# Exercise set
1/ In the piece on U.S.–European differences over fighting terrorism, what does the posse comitatus act prevent?
2/ Sum up the piece on U.S.–European differences over fighting terrorism in two sentences.

# Extract to read
------------------------------------------------------------
U.S./European tensions over the war on terror are really over how to fight it. The Europeans (even some who are working closely with us) think a "law enforcement" approach would work better than a "military" one. The reasoning is that they recently defeated their domestic terrorists (Red Brigades, Bader-Meinhoff, IRA, ETA, etc.) using the law enforcement approach. This approach denied any possibility of conceding legitimacy to the rebels by declaring that it was a "war," and doesn't open the whole can of worms about who's a "legitimate" and who's an "illegal" combatant.
One could make a case that this worked well in Afghanistan. We asked the Taliban to extradite certain criminals. When they refused, we got UN sanction to intervene, using military forces because ordinary law enforcement resources were unsuited to the task. However, all this was expedited by the September 11, 2001 attacks. Without that motivation, the UN would still be debating the issue.
Of course, the Europeans also have more police muscle than the United States. These consist of paramilitary law enforcement agencies, "secret police" (like the masked cops who recently busted the Mafia boss in Sicily, and operated against the IRA in Ulster), stringent anti-terrorism and criminal conspiracy laws, and no posse comitatus act (which prevents the American military from doing any domestic law enforcement work).
The Europeans believe that, even against terrorists possessing a base in another country (like al Qaeda in Afghanistan in 2001), the police methods would still work. This may be true, but it also reveals another European trait, fear of taking the initiative. Europeans are much more risk-averse than Americans. This can be seen in many areas of life, from medicine to business practices. As a result, Europeans see Americans as "reckless", while Americans view Europeans as "timid cowards." Early in the 20th century, Europeans were more adventurous, but that brought about two World Wars, and major thugs like Hitler and Stalin.
The Europeans see themselves as the end result of thousands of years of cultural development. What they avoid admitting is that America is basically an offshoot of that same European culture, but one that ran far ahead of the pack. The most obvious result of that was the first modern democracy (the United States) in the late 18th century, followed by an industrial revolution that, by the late 19th century, was the biggest job producing system the world has ever seen. Europeans don't like to accept the idea Americans have outdone them, because the American attitudes, although derived from European roots, are so different from what the folks back in the "old country" believe. None of this is admitted officially, but go into a pub or cafe, and ask around.
------------------------------------------------------------
# Data listing
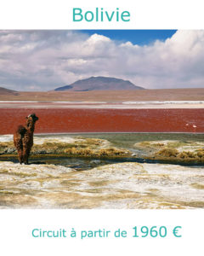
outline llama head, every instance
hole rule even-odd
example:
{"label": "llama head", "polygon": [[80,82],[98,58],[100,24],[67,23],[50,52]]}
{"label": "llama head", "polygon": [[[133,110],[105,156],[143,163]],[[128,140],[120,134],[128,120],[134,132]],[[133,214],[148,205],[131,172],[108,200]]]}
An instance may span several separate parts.
{"label": "llama head", "polygon": [[31,123],[35,124],[36,121],[38,120],[38,117],[36,116],[35,113],[31,113],[26,117],[26,119],[27,119],[27,125],[29,125]]}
------------------------------------------------------------
# Responses in order
1/ It prevents the American military from doing any domestic law enforcement work.

2/ U.S.–European tension over the war on terror is really over how to fight it: Europeans think a law enforcement approach would work better than a military one, since they beat their own domestic terrorists that way and have more police muscle than the United States. The split also reflects Europeans being more risk-averse than Americans and their reluctance to admit that America, an offshoot of European culture, has outdone them.